● LISTED ENTRIES
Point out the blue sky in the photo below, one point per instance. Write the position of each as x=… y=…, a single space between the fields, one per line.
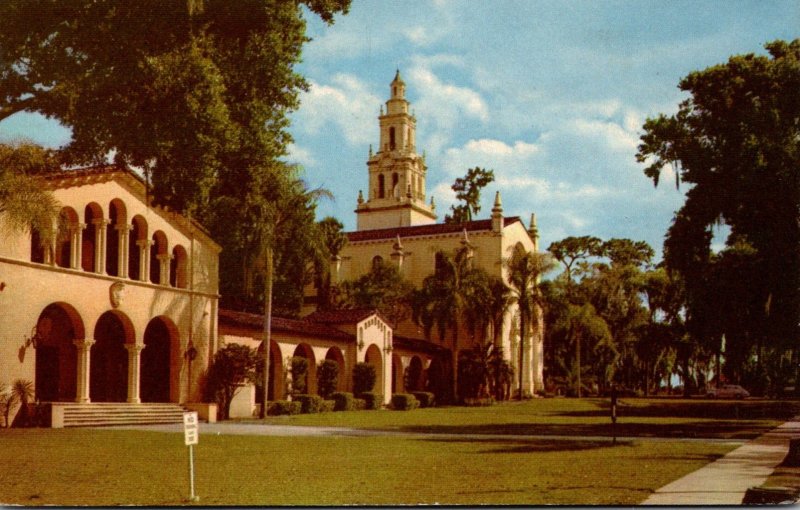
x=551 y=95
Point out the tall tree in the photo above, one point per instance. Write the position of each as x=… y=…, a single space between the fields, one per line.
x=524 y=271
x=468 y=191
x=736 y=140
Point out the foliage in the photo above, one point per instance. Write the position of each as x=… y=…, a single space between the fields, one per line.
x=309 y=403
x=24 y=204
x=383 y=288
x=327 y=377
x=425 y=398
x=283 y=407
x=372 y=400
x=404 y=402
x=364 y=378
x=468 y=191
x=736 y=141
x=299 y=369
x=343 y=401
x=232 y=366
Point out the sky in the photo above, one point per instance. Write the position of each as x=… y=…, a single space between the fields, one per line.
x=551 y=95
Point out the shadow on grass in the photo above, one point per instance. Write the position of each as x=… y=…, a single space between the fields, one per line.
x=723 y=429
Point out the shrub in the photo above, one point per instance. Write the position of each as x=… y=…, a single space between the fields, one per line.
x=310 y=404
x=343 y=400
x=281 y=407
x=425 y=398
x=363 y=378
x=373 y=400
x=327 y=377
x=299 y=370
x=404 y=402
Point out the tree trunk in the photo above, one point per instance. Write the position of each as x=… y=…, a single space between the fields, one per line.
x=267 y=326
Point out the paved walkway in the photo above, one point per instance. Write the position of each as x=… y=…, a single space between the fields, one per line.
x=725 y=481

● WRITTEN INSTRUCTION
Please repeat the listing above word for word, start to finish, and leave out the pictures.

● EXERCISE SOLUTION
Point out the blue sky in the photo below, one point per instance. Write the position of each as x=… y=…, a single space between the fields, one per line.
x=551 y=95
Point out the tall tree in the photo above, one point per instance. Write the position of each as x=… y=…, a single space between the fields, one per line.
x=524 y=271
x=468 y=191
x=736 y=140
Point out the foliage in the photo above, one point per instance. Write the position of each as x=… y=…, a single space between the fields, one per line.
x=309 y=403
x=24 y=204
x=383 y=288
x=327 y=377
x=425 y=398
x=283 y=407
x=372 y=400
x=404 y=402
x=364 y=378
x=468 y=191
x=736 y=141
x=299 y=369
x=343 y=401
x=232 y=366
Point out the sky in the photo above, one point per instance. Write the position of each as x=… y=…, a single space between the fields, one per line.
x=551 y=95
Point out the shadow on grass in the photo above, one point per instance. Write the position of each as x=… y=…, a single space between the fields, one per line.
x=723 y=429
Point out the shrub in the photo above, one point per instance. Write the position of each as x=… y=…, a single space between the fields, one per line.
x=310 y=404
x=343 y=400
x=281 y=407
x=425 y=398
x=363 y=378
x=373 y=400
x=327 y=377
x=299 y=370
x=404 y=402
Point out the tree trunk in the photo above, one point per instance. Write the position of each as x=… y=…, a single space between the fields, one per line.
x=267 y=326
Point out the paved walkway in the photo above, one point per instance. Write the position of each as x=… y=…, a single space between the fields, one per line.
x=725 y=481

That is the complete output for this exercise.